*** Cytowany fragment
Katarzyna KORZENIEWSKA, Chłodnik 1. Jednak w Wilnie, a nie w Mińsku. O pochówku Konstantego Kalinowskiego
- Szczegóły
- Kategoria: Felietony
- Utworzono: Wtorek, 08 październik 2019 18:06
Chłodnik litewski 1. O Litwie – bez podgrzewania emocji
Wszyscy wiemy, jak wiele łączy Litwinów i Polaków: katolicyzm, stworzenie pierwowzoru Unii Europejskiej (w postaci lubelskiej), niezasłużona reputacja rusofobów i przyzwyczajenie do chłopskiej, ciężkostrawnej kuchni. Rzadko kto pamięta, że łączy nas także zamiłowanie do pogrzebów i przywiązanie do kultu zmarłych. I w Polsce, i na Litwie w ostatnich latach trochę było takich uroczystości. Chyba też nie przypadkiem podczas pierwszej swej zagranicznej wizyty w Warszawie w lipcu tego roku prezydent Gitanas Nausėda zaprosił Andrzeja Dudę na… pogrzeb.
******
*** Dane do ćwiczenia
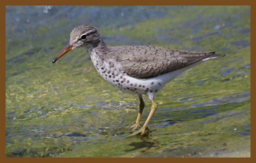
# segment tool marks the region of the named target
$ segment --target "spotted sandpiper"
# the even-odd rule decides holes
[[[136,94],[140,110],[132,135],[143,136],[156,110],[155,94],[179,74],[199,63],[225,56],[214,52],[182,51],[151,46],[108,46],[96,27],[82,25],[71,32],[69,45],[52,61],[56,62],[69,51],[84,47],[101,76],[123,92]],[[150,113],[140,129],[145,103],[142,95],[152,101]]]

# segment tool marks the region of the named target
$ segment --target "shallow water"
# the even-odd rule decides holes
[[[7,6],[6,157],[250,157],[250,14],[247,6]],[[127,138],[136,96],[104,81],[83,49],[51,63],[85,23],[109,45],[227,55],[168,83],[148,136]]]

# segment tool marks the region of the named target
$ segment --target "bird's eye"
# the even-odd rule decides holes
[[[83,34],[81,36],[81,40],[85,40],[87,38],[87,35],[86,34]]]

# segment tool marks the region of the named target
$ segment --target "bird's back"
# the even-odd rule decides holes
[[[223,56],[214,52],[182,51],[150,46],[111,47],[108,52],[127,74],[147,79],[195,64],[205,59]]]

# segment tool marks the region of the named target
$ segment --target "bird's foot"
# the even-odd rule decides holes
[[[140,123],[135,123],[135,124],[132,125],[131,128],[132,128],[132,132],[134,132],[136,129],[141,127],[141,125],[140,124]]]
[[[150,130],[148,129],[148,127],[142,127],[138,131],[136,131],[134,132],[132,134],[131,134],[131,135],[128,136],[128,137],[132,137],[132,136],[136,136],[136,135],[139,135],[139,136],[145,136],[146,133],[148,132],[146,132],[147,131],[150,131]]]

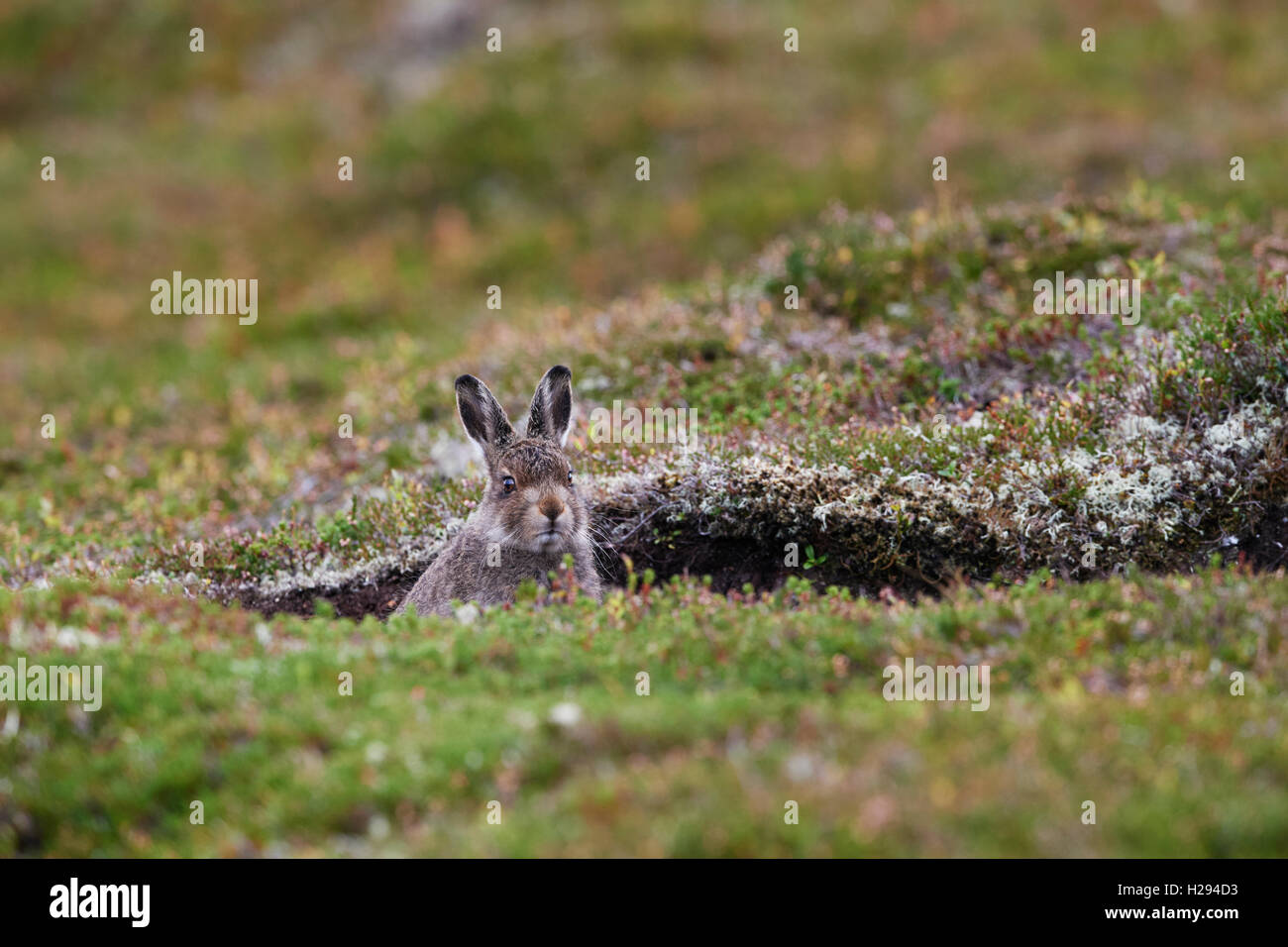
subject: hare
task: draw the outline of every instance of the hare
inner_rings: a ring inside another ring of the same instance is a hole
[[[399,606],[419,615],[451,615],[452,600],[480,606],[514,602],[526,579],[549,573],[572,553],[582,591],[601,600],[590,539],[590,510],[577,492],[563,445],[572,428],[572,372],[556,365],[532,396],[523,437],[505,408],[473,375],[456,379],[456,410],[483,450],[487,488],[465,527],[443,548]]]

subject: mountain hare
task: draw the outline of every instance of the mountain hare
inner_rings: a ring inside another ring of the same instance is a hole
[[[563,445],[572,428],[572,372],[546,372],[532,396],[519,437],[505,408],[473,375],[456,379],[456,410],[465,433],[483,448],[483,502],[438,554],[399,606],[420,615],[451,615],[453,599],[480,606],[513,602],[526,579],[547,573],[572,553],[577,585],[601,599],[590,540],[590,512],[577,495]]]

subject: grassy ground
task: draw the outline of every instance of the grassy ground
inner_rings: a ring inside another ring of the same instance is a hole
[[[1283,852],[1285,21],[19,3],[0,666],[104,697],[0,706],[0,854]],[[618,591],[383,622],[479,490],[452,378],[556,362]]]

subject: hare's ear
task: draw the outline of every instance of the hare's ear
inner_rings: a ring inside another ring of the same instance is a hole
[[[473,375],[456,379],[456,410],[461,414],[465,433],[483,448],[483,457],[489,463],[493,451],[514,439],[514,428],[501,402]]]
[[[562,365],[545,374],[532,396],[528,437],[544,437],[560,447],[572,428],[572,372]]]

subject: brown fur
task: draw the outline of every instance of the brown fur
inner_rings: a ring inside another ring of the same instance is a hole
[[[465,528],[425,569],[398,611],[415,606],[420,615],[451,615],[452,602],[514,602],[526,579],[549,586],[549,573],[569,553],[577,585],[601,599],[590,510],[576,479],[568,484],[571,468],[562,447],[572,423],[572,372],[556,365],[541,379],[523,438],[474,376],[456,379],[456,405],[466,433],[483,450],[487,488]],[[514,479],[509,493],[506,477]]]

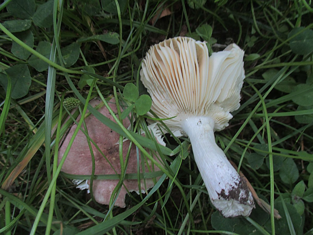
******
* _Do zrobienia_
a - Oceń, czy każde z poniższych stwierdzeń zgadza się z felietonem, odpowiadając tak lub nie i przytaczając dosłownie rozstrzygające słowa tekstu. (i) Prezydent Gitanas Nausėda złożył w Warszawie swoją pierwszą zagraniczną wizytę w lipcu. (ii) Felieton utworzono w listopadzie 2019 roku. (iii) Reputację rusofobów tekst nazywa zasłużoną.
b - Pokaż każdy wiersz rekordów, w którym występuje słowo „outline”, przy czym wielkość liter ma znaczenie.

* _Wyniki zadań_
a -
(i) Tak: „podczas pierwszej swej zagranicznej wizyty w Warszawie w lipcu tego roku”.
(ii) Nie: „Utworzono: Wtorek, 08 październik 2019 18:06”.
(iii) Nie: „niezasłużona reputacja rusofobów”.

b -
task: draw the outline of every instance of the hare
task: draw the outline of every instance of the mountain hare
task: draw the outline of every instance of the grassy ground
task: draw the outline of every instance of the hare's ear
task: draw the outline of every instance of the brown fur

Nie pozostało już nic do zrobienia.